§ **TEXT EXCERPT**:

- - - - -

As we struggle to respond to the IPCC report, here’s a summary of one dynamic perspective.
Professor Jem Bendell‘s premise is that climate breakdown and its threat to humanity is a given. Even if all governments and individuals take immediate, radical action, our lives are about to change by processes which have already been set in motion and which can’t be reversed.
Bendell explores why this message of imminent climate catastrophe isn’t more widely spread and accepted e.g. a paternal attitude from some scientists that ‘we know best’; a fear that we would inevitably feel hopeless and become apathetic.
He explores the possible range of psychological and emotional reactions people might feel when confronted with this uncomfortable truism, including denial. It is indeed an unprecented challenge to overcome what he calls ‘semi-censorship’ about our possible extinction. We feel the same difficulties responding to death. But, at the same time, our priorities and outlooks can be drastically changed confronting those events (this resonates with me after my dad’s horrific terminal illness).
Bendell comes up with a ‘Deep Adaption Agenda’ a ‘map’ of resilience, relinquishment and resources.
Resilience: what are the human values we want to preserve?
Relinquishment: what will we have to give up?

- - - - -

§ **SUPPLIED MATERIAL**:
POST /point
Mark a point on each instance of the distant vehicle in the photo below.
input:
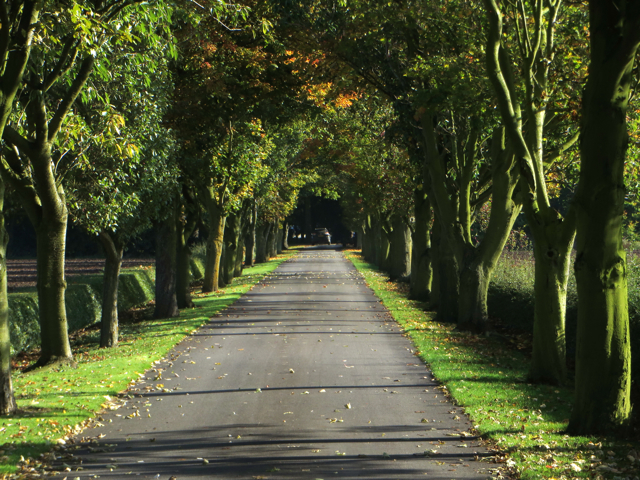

- - - - -

§ **TASK TO COMPLETE**:
Reproduce the stretch of the climate breakdown summary from "Bendell comes up" through "to give up?", swapping "human values" for "shared values".

§ **YOUR SOLUTION**:
Bendell comes up with a ‘Deep Adaption Agenda’ a ‘map’ of resilience, relinquishment and resources.
Resilience: what are the shared values we want to preserve?
Relinquishment: what will we have to give up?